--- The records Enclosed Below ---
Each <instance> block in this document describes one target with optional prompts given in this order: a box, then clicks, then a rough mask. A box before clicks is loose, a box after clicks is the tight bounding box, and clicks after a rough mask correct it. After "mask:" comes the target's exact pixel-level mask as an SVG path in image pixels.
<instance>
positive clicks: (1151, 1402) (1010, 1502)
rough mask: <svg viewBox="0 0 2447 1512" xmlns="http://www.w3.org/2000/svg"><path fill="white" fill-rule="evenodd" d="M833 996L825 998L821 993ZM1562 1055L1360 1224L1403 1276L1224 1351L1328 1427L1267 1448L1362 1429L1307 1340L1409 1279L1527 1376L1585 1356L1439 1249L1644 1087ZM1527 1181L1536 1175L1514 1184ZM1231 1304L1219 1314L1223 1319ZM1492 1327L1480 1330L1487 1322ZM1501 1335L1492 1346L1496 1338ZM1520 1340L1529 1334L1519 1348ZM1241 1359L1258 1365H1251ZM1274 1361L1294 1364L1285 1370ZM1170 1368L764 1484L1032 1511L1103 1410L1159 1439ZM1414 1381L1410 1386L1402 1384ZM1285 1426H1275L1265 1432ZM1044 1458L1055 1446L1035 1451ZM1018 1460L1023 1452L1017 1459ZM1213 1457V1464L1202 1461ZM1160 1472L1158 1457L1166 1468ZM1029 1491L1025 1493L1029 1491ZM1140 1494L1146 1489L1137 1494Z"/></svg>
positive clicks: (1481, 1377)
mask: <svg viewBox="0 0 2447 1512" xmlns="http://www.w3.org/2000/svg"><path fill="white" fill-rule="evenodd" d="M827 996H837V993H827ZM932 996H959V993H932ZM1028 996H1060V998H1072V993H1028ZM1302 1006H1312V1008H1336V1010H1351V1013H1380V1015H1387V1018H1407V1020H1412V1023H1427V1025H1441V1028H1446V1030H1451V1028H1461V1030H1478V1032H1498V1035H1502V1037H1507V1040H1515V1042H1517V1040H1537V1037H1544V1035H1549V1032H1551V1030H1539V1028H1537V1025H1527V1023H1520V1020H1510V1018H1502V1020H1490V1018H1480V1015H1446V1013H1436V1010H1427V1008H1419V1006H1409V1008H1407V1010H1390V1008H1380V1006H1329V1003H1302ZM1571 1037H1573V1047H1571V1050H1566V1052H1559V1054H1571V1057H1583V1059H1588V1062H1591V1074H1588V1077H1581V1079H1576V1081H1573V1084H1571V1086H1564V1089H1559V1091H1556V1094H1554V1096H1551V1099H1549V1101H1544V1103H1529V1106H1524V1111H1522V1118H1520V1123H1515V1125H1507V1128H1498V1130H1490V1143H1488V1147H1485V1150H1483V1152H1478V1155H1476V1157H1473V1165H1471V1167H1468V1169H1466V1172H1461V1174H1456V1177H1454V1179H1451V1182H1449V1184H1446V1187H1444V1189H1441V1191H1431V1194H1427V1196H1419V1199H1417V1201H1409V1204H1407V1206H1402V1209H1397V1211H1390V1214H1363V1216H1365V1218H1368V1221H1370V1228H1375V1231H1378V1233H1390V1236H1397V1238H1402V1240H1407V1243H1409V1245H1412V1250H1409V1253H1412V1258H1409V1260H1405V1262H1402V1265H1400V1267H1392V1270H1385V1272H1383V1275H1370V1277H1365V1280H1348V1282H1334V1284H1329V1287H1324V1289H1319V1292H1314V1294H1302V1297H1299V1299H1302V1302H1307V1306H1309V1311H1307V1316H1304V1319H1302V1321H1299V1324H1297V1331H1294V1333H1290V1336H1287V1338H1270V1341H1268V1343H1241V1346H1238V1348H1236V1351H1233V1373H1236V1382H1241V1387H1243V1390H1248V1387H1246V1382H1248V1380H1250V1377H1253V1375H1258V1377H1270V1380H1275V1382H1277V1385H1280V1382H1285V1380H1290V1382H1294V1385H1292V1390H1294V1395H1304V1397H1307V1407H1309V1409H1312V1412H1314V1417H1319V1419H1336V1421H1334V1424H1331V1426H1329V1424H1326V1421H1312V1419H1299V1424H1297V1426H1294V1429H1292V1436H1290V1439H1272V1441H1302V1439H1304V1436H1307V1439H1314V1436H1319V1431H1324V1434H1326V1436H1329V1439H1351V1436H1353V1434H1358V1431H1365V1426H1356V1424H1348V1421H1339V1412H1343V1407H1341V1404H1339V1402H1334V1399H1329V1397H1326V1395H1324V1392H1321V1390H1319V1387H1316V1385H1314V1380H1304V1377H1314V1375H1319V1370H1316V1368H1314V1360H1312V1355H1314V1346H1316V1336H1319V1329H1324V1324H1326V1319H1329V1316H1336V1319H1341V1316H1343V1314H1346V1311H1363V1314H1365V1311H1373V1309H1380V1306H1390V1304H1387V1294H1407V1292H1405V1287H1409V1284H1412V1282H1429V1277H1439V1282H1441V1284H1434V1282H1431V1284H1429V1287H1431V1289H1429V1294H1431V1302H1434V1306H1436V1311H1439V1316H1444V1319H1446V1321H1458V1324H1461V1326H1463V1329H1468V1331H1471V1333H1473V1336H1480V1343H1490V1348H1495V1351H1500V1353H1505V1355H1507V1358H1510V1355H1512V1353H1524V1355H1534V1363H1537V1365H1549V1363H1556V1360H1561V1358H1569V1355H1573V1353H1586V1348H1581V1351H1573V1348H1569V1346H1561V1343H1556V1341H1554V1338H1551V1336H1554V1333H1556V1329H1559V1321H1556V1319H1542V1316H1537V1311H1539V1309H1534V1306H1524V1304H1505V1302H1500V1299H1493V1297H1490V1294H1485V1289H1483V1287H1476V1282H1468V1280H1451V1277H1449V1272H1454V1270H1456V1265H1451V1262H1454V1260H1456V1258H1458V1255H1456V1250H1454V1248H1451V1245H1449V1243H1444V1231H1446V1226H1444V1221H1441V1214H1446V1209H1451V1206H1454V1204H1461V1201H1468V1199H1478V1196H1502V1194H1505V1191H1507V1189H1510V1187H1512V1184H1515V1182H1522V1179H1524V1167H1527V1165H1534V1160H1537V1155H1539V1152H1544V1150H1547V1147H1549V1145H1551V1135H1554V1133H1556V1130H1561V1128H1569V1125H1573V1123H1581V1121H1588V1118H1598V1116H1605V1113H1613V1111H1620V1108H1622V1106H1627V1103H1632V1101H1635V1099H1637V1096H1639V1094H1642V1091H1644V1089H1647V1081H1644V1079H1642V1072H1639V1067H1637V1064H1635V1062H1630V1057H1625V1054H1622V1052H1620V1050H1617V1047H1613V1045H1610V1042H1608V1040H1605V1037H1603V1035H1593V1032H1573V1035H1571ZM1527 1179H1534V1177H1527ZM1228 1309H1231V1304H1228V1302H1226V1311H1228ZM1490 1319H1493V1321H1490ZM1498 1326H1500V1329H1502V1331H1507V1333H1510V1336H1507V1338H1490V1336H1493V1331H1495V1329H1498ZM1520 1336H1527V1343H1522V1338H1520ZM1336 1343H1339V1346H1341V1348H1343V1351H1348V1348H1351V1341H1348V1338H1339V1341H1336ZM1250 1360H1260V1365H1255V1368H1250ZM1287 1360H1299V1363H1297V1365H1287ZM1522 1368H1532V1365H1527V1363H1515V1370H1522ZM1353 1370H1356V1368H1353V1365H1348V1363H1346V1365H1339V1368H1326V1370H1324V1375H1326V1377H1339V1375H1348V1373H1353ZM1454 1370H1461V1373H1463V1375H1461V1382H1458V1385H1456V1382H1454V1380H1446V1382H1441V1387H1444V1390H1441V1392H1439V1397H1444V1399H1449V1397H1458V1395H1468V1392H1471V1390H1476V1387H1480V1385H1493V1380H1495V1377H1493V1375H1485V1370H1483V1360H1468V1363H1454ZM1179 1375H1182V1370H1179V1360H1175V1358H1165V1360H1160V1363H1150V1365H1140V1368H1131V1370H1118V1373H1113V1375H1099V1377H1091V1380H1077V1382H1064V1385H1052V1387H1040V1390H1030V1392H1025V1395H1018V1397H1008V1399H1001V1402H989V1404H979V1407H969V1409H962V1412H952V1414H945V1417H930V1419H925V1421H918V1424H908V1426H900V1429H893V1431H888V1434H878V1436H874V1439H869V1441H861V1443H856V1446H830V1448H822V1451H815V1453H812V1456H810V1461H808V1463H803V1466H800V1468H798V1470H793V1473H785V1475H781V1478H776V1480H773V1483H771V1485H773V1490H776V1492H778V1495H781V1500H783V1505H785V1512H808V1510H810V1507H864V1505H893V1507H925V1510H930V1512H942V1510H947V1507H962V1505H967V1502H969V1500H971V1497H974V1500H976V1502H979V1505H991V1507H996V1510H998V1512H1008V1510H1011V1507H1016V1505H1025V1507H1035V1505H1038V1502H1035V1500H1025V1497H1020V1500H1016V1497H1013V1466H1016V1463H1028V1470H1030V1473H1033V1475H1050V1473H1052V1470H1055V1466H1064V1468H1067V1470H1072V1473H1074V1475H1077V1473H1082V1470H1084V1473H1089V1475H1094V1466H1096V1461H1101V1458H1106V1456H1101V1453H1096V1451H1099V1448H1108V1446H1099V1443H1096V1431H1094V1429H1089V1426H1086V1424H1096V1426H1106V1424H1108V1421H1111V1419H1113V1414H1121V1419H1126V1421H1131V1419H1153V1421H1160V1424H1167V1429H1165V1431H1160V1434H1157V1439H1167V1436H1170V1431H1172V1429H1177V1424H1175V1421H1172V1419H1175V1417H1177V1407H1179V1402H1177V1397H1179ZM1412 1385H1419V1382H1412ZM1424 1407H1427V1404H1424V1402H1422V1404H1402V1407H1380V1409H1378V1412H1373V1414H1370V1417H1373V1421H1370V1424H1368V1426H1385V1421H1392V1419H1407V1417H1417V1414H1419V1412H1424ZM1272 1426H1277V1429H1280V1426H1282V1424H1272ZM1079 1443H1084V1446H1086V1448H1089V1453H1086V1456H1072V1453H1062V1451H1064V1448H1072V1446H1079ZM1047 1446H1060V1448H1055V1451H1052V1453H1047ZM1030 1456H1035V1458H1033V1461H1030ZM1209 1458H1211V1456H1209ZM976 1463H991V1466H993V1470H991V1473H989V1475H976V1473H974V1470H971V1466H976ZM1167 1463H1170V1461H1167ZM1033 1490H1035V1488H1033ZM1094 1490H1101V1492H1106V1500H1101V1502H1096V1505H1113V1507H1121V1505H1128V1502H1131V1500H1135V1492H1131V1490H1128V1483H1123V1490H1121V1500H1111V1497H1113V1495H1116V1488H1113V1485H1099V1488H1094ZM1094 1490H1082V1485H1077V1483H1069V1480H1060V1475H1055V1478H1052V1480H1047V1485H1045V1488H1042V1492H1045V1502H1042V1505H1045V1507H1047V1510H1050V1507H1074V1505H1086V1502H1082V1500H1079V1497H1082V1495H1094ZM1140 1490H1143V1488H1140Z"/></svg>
--- End of Enclosed The records ---
About this task. Present the entries from the very first line through the line containing "positive clicks: (1151, 1402) (1010, 1502)", inclusive, as a Markdown table with the columns "No." and "Text". Number each line and skip any blank ones.

Answer to this exercise.
| No. | Text |
|---|---|
| 1 | Each <instance> block in this document describes one target with optional prompts given in this order: a box, then clicks, then a rough mask. A box before clicks is loose, a box after clicks is the tight bounding box, and clicks after a rough mask correct it. After "mask:" comes the target's exact pixel-level mask as an SVG path in image pixels. |
| 2 | <instance> |
| 3 | positive clicks: (1151, 1402) (1010, 1502) |